▶ _DESCRIPTION OF THE TASK_:
Please write out the part of the physics thread that starts at "a stone thrown" and ends at "Hello Dear.", word for word.

▶ _ARTICLE_:
>>>

Question

a stone thrown vertically upwards with initial velocity u reaches a height h before coming down show athat the time taken to go up the same as the time taken to come down.

Answer 1

Hello Dear.


To Prove ⇒ Time of Ascent = Time of Descent.

Proof ⇒ 

In First Case,(When the Ball is thrown upwards),

Initial Velocity = u

Final Velocity(v) = 0 
[Since, the ball must stops after reaching the certain heights]

Height to which the ball reaches(S) = h

Acceleration(a) = -g  [Since, the ball is thrown against the gravity)
= -10 m/s²

Now, Using the Equations of the Motion,

v² - u² = 2aS
(0)² - u² = 2(-10)h
u² = 20h
⇒ u = (√20h)

Now,
∵ v - u = at
∴ 0 - u = (-10)t
u = 10t
⇒ t = u/10
⇒ t = (√20h)/10    -----------eq(i)

Thus, the time of ascent is (√20h)/10 seconds.


In Second Case,(When the balls falls from the certain Height),
Acceleration(a) = g
= 10 m/s²
Initial Velocity(u) = 0
Final Velocity(v) = v

∵ v² - u² = 2aS
∴ v² - (0)² = 2(10)h
⇒ v² = 20h
⇒ v = (√20h)

Now,
Using the Equation,

  v - u = at.
∴ v - 0 = 10t
⇒ v = 10t
⇒ t = v/10
⇒ t = (√20h)/10 seconds.  ---------eq(ii)

Thus, time of Descent is (√20h)/10 seconds.


We can see that the eq(i) and the eq(ii) are equals, thus,Time of Ascent is equals to the time of Descent.

Hence Proved.


Hope it helps.

<<<

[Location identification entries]
>>>

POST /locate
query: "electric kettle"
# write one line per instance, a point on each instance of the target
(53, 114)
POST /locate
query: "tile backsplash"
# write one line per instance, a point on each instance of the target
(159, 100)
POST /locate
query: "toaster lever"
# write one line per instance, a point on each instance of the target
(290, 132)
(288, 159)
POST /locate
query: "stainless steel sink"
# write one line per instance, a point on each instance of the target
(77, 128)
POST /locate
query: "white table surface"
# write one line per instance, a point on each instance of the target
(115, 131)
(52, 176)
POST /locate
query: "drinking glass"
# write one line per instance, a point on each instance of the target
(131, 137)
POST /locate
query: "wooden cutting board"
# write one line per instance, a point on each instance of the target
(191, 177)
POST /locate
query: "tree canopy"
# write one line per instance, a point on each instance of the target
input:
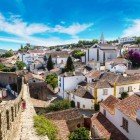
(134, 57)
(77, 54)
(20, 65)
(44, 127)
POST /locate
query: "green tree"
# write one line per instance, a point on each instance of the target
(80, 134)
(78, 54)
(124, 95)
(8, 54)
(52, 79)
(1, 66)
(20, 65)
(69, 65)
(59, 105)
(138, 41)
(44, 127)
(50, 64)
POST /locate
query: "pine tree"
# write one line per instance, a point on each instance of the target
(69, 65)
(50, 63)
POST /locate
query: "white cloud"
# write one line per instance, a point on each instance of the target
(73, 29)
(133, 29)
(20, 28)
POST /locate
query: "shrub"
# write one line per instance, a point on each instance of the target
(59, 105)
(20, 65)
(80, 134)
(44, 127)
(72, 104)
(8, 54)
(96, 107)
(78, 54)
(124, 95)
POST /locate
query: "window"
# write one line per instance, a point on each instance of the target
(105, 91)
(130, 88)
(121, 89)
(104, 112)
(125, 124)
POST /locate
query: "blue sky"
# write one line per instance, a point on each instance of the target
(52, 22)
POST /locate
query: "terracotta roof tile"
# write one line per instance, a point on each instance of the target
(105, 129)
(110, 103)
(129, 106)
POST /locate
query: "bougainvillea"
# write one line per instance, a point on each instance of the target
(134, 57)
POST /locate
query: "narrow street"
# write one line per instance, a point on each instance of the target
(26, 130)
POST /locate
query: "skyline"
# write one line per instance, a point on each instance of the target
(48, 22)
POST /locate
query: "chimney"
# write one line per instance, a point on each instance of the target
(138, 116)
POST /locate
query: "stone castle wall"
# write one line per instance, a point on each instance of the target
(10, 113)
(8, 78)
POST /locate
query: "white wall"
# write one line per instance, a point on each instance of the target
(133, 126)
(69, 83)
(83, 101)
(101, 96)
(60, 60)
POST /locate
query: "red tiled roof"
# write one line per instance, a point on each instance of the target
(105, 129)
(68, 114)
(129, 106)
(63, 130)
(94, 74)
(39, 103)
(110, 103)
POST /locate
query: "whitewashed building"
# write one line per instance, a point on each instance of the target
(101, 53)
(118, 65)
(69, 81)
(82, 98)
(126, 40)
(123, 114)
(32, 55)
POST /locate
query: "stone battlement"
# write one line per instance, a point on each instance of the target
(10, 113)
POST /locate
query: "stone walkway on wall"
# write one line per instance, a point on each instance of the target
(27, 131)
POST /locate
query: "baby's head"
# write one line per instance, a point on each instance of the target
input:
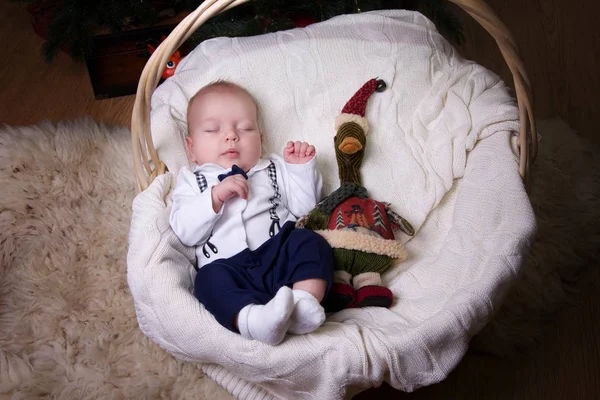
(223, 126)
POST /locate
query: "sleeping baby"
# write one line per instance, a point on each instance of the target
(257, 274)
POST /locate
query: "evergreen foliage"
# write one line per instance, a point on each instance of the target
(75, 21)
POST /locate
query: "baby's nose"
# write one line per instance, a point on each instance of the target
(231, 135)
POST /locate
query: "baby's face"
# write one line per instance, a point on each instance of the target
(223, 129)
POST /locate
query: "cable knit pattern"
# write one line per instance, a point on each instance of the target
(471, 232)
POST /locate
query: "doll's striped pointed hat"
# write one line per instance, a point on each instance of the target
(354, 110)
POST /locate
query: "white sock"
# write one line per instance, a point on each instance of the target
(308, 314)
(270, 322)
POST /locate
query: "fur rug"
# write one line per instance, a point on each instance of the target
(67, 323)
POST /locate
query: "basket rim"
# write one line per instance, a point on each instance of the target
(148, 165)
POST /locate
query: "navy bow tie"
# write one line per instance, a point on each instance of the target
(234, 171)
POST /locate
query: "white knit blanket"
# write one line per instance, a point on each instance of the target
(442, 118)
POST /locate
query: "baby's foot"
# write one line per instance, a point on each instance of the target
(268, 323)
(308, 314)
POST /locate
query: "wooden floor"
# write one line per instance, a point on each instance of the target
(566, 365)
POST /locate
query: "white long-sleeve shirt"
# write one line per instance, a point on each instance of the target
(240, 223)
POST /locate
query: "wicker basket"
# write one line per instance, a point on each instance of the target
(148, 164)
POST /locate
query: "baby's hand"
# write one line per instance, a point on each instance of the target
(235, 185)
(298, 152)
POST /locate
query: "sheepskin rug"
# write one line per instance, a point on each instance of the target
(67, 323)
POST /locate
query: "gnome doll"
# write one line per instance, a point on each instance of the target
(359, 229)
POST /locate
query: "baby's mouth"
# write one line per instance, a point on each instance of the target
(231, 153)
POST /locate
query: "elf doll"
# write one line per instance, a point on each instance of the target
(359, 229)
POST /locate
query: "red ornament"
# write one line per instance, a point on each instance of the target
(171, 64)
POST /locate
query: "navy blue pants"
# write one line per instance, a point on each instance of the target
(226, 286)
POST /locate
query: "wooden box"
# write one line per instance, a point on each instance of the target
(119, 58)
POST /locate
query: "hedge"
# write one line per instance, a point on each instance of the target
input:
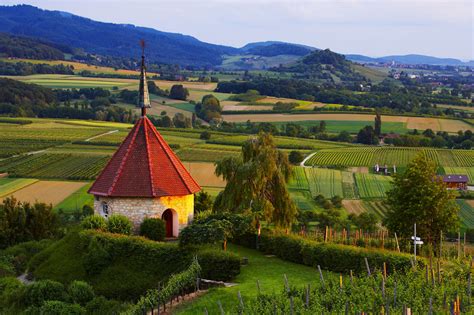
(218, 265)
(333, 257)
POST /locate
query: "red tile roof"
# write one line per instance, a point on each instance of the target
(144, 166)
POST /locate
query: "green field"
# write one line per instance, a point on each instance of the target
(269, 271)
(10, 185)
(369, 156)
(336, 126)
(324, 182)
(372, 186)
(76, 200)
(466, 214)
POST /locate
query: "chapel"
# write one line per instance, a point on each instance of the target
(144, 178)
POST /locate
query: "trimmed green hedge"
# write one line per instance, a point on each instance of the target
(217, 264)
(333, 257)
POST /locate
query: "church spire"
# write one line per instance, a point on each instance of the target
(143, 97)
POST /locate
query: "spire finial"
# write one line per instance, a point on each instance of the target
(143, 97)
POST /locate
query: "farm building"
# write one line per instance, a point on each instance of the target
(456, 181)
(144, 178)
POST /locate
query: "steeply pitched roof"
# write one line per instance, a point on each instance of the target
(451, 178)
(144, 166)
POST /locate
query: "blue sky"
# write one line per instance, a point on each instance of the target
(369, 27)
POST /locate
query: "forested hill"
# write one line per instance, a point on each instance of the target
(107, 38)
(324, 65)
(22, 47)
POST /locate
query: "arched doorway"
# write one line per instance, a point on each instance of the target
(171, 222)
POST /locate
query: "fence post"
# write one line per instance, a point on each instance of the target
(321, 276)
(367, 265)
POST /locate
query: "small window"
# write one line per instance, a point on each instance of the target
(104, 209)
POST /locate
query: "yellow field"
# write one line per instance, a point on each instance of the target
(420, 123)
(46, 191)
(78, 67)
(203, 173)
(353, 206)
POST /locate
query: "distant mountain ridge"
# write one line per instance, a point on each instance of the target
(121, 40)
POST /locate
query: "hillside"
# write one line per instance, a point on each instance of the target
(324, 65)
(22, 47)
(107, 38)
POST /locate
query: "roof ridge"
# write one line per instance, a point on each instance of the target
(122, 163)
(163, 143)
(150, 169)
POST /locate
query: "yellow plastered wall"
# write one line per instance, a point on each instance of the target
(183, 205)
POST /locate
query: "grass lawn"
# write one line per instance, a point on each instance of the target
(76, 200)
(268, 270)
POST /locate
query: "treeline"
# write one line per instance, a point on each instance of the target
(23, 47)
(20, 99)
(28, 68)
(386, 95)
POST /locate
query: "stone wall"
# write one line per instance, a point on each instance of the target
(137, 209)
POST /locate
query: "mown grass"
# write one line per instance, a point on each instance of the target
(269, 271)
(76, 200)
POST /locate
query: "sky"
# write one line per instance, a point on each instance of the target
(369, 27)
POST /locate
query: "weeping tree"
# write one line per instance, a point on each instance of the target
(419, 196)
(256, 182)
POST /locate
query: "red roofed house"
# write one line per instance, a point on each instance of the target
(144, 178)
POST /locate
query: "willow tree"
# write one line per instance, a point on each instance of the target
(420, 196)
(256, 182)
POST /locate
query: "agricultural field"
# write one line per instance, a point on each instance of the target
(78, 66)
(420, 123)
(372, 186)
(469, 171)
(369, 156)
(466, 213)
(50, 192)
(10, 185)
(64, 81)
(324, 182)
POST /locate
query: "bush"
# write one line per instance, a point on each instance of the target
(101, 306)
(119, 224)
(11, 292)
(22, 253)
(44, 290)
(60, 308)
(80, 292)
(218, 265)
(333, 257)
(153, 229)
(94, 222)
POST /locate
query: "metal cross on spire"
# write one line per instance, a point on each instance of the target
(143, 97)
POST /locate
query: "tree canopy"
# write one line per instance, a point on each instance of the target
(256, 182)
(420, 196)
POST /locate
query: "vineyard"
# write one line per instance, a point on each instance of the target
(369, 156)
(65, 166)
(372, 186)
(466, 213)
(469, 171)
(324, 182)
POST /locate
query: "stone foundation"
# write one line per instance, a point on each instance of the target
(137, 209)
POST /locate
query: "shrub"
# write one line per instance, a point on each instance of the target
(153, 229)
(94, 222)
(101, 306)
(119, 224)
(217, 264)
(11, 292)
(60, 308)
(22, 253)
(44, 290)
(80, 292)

<<<
>>>

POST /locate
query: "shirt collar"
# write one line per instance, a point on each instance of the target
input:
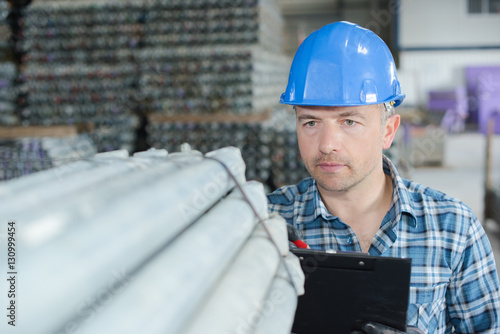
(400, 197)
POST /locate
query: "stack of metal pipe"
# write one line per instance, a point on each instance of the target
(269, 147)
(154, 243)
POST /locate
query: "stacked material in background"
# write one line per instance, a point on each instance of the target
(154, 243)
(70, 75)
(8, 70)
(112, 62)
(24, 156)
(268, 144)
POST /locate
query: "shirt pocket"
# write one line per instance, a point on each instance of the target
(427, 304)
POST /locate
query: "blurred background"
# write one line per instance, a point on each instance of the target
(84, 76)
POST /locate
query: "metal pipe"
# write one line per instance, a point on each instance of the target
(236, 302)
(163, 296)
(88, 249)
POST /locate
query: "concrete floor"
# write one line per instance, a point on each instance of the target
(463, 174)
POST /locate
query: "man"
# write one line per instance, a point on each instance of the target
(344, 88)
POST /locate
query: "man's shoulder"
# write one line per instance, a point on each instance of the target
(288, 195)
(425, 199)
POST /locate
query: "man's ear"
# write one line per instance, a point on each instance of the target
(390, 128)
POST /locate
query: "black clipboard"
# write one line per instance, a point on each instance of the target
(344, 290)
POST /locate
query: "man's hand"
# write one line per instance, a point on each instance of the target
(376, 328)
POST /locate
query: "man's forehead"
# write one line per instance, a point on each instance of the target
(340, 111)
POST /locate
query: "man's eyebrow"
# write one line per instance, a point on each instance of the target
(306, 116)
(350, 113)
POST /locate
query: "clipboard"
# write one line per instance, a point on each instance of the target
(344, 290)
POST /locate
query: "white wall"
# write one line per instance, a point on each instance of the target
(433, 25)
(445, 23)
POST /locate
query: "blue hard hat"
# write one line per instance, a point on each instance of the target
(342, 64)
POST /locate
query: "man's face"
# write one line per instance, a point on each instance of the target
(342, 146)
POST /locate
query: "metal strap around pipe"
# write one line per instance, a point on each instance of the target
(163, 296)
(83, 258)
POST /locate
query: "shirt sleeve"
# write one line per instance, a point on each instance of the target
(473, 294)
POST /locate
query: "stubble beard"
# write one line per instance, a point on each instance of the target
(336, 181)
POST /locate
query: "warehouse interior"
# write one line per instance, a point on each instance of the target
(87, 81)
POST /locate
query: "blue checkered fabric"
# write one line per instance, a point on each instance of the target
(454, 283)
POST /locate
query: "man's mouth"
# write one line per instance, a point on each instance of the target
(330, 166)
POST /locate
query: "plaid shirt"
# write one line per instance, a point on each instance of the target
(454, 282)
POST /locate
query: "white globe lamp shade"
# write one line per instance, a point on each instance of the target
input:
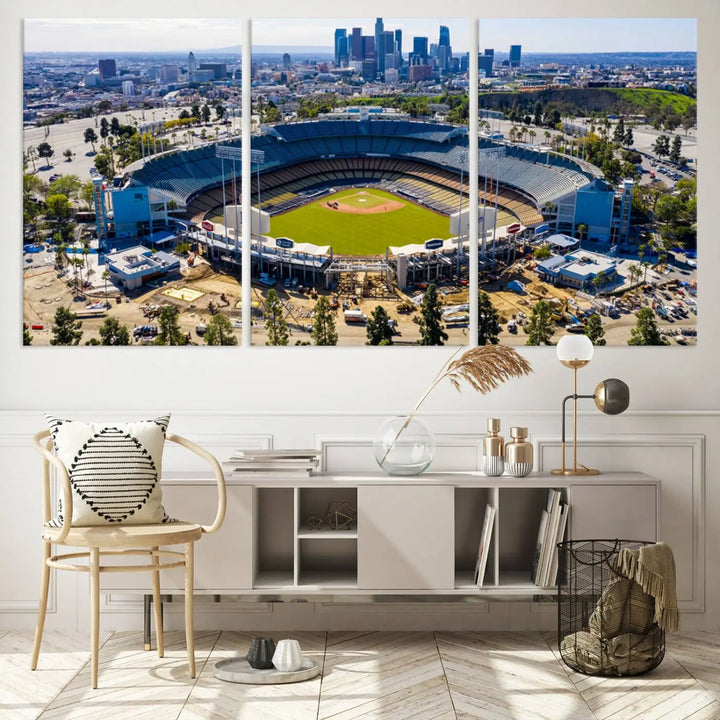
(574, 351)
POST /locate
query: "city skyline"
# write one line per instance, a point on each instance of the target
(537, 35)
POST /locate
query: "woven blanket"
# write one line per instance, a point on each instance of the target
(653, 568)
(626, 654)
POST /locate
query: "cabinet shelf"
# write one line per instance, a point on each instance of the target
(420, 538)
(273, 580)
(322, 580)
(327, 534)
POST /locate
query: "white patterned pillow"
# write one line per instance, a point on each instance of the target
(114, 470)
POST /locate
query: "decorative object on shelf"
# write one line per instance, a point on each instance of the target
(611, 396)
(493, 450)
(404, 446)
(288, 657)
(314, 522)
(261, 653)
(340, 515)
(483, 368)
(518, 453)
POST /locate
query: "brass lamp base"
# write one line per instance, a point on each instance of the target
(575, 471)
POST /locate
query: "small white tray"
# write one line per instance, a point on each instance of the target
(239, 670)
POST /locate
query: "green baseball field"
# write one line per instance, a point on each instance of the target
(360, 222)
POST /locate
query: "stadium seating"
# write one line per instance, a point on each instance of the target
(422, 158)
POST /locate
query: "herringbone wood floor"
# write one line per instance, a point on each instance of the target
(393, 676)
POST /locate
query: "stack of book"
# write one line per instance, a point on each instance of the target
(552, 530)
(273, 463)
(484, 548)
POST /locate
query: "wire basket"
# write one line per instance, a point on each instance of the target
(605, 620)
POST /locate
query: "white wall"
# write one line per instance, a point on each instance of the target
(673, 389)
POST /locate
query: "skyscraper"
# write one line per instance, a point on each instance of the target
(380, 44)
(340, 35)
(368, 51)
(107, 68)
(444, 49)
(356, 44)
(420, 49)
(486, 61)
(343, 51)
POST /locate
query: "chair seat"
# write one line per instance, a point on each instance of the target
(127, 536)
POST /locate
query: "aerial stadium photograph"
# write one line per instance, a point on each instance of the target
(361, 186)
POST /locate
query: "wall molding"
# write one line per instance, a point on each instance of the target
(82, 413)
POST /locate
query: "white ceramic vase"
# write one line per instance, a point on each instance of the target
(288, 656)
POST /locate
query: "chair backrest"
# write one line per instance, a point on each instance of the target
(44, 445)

<<<

▶ _RESULT_:
a stone thrown vertically upwards with initial velocity u reaches a height h before coming down show athat the time taken to go up the same as the time taken to come down.

Answer 1

Hello Dear.